Veronica Veronese, de Dante Gabriel Rossetti, 187 |
Lyslei
Nascimento
UFMG
O primeiro livro de poesia de Maria José de
Queiroz, Exercício de levitação, foi publicado em 1971, em Coimbra. [1] Além de revelar uma busca quase mística pela palavra essencial, essa coleção de
poemas constitui-se como uma profissão de fé da poetisa. A levitação, a
sensação de voar ou flutuar, tem, em vários deles, um pendor metalinguístico,
ou seja, uma tendência do texto de falar sobre sua própria construção. Digna de
nota é a leveza presente em “Receita para fabricar outono” e “Supérfluo”. No
primeiro poema, o verso “verbo de dilatada ressonância” se abre e faz ecoar os
sentidos; já em “um inverno monologal”, ele se fecha e sugere um solilóquio.

■ Enunciado 1
Verifique se cada afirmação está de acordo com o trecho sobre Exercício de levitação. Responda sim ou não e cite literalmente as palavras do trecho que decidem a questão.
(a) O livro foi publicado em 1971, em Coimbra.
(b) O verso “verbo de dilatada ressonância” se fecha e sugere um solilóquio.
(c) Em vários dos poemas, a levitação tem um pendor metalinguístico.
A listagem não guarda relação alguma com o trecho.

■ Entradas fornecidas
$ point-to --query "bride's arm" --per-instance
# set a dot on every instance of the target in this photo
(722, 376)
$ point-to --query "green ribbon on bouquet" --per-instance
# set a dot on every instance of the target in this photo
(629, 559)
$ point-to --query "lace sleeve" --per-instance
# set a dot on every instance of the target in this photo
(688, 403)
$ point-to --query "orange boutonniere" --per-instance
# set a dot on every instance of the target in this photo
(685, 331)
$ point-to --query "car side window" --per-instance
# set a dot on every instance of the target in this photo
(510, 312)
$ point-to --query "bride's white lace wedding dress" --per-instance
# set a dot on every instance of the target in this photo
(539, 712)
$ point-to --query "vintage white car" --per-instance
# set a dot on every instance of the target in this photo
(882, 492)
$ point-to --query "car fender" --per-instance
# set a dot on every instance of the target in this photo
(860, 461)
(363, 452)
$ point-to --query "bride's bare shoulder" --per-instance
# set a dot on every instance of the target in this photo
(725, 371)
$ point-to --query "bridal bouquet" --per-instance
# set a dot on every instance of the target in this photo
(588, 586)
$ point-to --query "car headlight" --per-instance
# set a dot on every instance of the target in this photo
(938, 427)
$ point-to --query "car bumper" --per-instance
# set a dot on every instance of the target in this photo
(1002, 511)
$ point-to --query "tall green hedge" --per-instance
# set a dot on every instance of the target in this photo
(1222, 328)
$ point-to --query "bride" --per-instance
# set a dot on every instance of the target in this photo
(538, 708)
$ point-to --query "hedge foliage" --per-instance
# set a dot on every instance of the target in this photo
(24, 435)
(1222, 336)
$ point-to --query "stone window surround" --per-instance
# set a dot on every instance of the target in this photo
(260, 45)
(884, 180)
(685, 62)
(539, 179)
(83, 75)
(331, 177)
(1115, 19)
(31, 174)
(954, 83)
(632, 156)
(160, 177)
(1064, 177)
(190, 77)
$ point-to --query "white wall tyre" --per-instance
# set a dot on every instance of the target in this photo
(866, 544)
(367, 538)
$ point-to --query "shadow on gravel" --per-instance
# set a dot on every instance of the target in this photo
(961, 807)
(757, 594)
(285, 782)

■ Enunciado 2
Conte quantas linhas da listagem contêm a palavra “lace”, diferenciando maiúsculas de minúsculas, e informe somente o número.

■ Resposta completa 1
(a) Sim: “foi publicado em 1971, em Coimbra”.
(b) Não: “se abre e faz ecoar os sentidos”.
(c) Sim: “tem, em vários deles, um pendor metalinguístico”.

■ Resposta completa 2
2